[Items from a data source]
+++

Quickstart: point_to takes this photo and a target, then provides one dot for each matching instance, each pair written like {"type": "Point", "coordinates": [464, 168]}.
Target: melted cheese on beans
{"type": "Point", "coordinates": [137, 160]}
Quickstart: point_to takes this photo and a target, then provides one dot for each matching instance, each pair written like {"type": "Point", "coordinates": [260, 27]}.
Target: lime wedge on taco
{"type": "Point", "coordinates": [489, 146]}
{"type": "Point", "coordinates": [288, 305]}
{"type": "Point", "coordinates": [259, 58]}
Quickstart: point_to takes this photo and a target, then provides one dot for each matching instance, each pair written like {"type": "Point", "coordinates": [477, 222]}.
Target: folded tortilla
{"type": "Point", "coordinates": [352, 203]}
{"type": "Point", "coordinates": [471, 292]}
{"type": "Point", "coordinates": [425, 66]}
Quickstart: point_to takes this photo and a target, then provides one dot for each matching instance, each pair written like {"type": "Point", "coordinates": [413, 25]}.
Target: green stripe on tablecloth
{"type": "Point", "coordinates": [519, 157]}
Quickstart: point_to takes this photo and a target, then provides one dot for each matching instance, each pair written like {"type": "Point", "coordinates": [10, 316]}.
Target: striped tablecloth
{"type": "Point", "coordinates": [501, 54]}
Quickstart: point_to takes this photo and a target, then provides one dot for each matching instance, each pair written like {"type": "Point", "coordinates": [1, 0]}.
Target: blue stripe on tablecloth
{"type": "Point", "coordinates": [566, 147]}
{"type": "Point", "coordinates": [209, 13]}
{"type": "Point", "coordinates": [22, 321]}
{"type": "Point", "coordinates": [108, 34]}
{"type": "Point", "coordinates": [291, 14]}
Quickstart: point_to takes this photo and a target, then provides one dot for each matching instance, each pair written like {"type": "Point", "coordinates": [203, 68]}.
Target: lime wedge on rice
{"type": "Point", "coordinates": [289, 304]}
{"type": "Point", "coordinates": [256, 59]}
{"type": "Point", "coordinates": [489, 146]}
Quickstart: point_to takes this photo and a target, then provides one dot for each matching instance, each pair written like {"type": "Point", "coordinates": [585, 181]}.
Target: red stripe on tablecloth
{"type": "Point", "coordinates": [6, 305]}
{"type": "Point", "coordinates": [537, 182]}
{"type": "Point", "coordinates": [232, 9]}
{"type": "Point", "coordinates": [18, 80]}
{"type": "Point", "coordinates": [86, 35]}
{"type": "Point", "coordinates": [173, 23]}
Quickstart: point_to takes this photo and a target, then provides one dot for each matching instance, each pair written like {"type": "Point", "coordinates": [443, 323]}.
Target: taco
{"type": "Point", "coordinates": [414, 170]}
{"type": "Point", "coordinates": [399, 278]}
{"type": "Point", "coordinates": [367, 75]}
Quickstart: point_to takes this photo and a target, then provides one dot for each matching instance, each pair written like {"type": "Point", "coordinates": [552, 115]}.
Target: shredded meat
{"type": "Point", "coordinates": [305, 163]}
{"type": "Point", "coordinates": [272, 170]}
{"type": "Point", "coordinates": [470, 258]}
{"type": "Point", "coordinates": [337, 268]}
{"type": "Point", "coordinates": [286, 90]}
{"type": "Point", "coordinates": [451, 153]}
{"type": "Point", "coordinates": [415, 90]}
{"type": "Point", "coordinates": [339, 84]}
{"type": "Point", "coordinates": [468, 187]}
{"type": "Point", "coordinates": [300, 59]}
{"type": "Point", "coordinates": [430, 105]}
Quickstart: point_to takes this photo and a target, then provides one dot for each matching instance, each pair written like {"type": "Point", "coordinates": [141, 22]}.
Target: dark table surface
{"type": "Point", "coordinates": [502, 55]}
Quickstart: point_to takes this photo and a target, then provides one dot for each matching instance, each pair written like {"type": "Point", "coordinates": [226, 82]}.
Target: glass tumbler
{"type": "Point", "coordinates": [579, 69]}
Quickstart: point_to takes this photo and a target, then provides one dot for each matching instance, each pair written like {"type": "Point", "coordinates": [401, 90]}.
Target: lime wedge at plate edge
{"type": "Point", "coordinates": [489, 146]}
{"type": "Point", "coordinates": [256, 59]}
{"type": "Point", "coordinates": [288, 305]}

+++

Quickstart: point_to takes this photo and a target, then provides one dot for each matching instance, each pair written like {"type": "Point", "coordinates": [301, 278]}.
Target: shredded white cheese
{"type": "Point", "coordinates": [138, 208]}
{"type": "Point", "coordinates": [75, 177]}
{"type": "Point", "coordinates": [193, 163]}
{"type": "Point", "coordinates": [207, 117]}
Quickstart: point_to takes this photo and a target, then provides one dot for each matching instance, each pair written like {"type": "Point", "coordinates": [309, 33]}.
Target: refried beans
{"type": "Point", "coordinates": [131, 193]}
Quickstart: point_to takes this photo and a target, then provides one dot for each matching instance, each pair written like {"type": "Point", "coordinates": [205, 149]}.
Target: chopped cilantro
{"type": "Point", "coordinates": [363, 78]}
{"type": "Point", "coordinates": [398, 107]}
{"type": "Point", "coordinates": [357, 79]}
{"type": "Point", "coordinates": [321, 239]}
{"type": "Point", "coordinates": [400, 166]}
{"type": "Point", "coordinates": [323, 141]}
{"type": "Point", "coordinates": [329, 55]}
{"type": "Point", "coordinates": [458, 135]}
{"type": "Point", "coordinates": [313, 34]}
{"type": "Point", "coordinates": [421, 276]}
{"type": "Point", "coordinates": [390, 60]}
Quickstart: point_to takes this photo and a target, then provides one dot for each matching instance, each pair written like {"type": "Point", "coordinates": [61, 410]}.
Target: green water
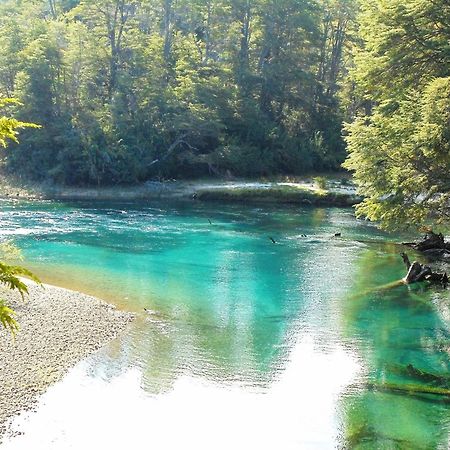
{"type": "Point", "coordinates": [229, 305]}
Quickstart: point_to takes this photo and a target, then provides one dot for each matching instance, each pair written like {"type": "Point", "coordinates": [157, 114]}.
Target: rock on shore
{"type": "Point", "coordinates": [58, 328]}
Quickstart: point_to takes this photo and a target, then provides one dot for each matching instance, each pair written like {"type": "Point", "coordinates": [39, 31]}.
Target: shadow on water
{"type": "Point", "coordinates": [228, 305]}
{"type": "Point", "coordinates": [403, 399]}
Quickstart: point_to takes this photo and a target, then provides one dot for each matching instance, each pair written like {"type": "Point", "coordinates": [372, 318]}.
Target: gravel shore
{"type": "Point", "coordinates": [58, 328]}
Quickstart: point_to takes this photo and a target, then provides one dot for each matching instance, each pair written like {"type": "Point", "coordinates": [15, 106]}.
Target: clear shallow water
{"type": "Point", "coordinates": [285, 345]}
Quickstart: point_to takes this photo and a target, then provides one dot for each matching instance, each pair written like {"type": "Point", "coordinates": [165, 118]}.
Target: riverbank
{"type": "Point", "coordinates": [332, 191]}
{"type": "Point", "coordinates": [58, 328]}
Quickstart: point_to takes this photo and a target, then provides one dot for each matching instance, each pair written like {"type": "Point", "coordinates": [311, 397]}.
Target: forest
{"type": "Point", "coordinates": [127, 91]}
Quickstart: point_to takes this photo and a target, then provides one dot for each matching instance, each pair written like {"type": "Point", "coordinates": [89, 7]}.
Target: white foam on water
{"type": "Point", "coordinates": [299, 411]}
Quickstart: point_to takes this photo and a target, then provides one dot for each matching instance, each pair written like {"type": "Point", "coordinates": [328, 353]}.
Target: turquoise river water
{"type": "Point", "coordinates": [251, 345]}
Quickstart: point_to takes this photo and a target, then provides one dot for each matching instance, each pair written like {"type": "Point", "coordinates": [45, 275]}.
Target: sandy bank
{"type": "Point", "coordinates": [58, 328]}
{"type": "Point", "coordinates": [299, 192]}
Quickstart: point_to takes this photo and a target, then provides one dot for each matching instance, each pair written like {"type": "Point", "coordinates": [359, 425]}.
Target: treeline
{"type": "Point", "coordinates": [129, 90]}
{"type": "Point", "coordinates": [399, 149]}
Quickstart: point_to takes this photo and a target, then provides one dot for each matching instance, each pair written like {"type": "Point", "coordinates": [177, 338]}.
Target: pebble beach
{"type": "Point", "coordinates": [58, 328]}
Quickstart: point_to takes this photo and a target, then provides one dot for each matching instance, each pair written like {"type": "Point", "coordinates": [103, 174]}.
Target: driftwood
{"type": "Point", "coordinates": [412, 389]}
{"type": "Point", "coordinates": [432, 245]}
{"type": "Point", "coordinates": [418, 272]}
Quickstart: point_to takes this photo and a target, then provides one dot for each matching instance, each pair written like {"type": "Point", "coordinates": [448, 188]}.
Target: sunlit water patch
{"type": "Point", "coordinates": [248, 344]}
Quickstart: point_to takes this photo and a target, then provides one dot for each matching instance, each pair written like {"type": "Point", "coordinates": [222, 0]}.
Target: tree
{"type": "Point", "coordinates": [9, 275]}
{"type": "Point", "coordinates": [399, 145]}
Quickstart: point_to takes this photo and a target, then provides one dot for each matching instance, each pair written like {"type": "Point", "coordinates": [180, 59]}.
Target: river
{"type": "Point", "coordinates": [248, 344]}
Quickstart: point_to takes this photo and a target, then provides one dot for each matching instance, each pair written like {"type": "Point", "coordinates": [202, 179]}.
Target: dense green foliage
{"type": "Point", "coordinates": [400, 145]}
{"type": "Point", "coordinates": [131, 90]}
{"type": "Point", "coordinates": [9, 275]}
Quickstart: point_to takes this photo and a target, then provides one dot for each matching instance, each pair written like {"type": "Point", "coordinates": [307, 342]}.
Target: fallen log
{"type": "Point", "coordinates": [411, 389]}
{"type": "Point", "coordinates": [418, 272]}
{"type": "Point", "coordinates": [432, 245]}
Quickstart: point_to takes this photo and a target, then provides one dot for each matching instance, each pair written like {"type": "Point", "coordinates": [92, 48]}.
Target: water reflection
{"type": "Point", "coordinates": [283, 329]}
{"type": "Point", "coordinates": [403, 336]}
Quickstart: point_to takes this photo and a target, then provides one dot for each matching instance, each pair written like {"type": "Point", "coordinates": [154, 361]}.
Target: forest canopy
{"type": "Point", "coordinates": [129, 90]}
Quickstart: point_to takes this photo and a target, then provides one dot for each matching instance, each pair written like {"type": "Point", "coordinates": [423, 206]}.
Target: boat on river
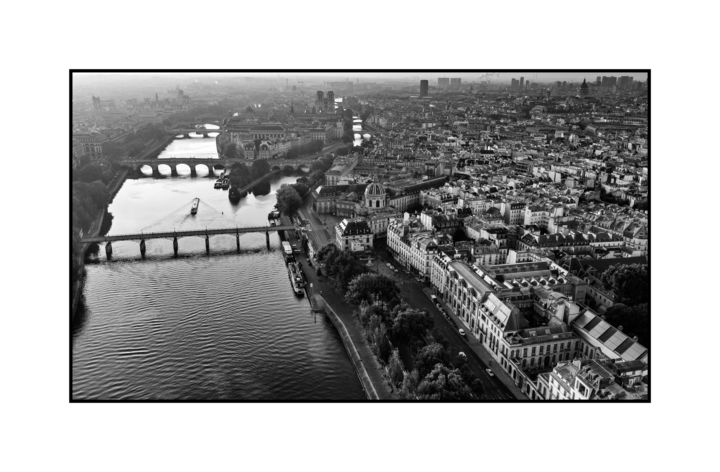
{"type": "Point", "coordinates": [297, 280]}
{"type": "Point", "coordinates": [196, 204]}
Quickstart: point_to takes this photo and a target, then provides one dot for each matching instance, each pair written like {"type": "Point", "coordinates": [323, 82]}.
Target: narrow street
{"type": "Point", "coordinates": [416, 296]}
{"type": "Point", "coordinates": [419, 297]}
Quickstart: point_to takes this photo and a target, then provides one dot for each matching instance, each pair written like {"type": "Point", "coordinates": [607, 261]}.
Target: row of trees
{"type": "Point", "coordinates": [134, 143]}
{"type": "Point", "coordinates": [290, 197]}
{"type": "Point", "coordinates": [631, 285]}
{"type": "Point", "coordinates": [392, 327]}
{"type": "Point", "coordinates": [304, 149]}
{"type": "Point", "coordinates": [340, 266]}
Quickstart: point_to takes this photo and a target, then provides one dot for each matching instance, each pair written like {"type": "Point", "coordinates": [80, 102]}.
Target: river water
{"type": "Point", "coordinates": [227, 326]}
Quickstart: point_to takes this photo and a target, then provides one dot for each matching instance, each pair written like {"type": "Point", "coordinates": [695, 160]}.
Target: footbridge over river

+++

**Task to carry out**: Collect every line of the data above that contains the word "lime", and copy each one.

**Exercise output**:
Target: lime wedge on taco
Target: lime wedge on rice
Target: lime wedge at plate edge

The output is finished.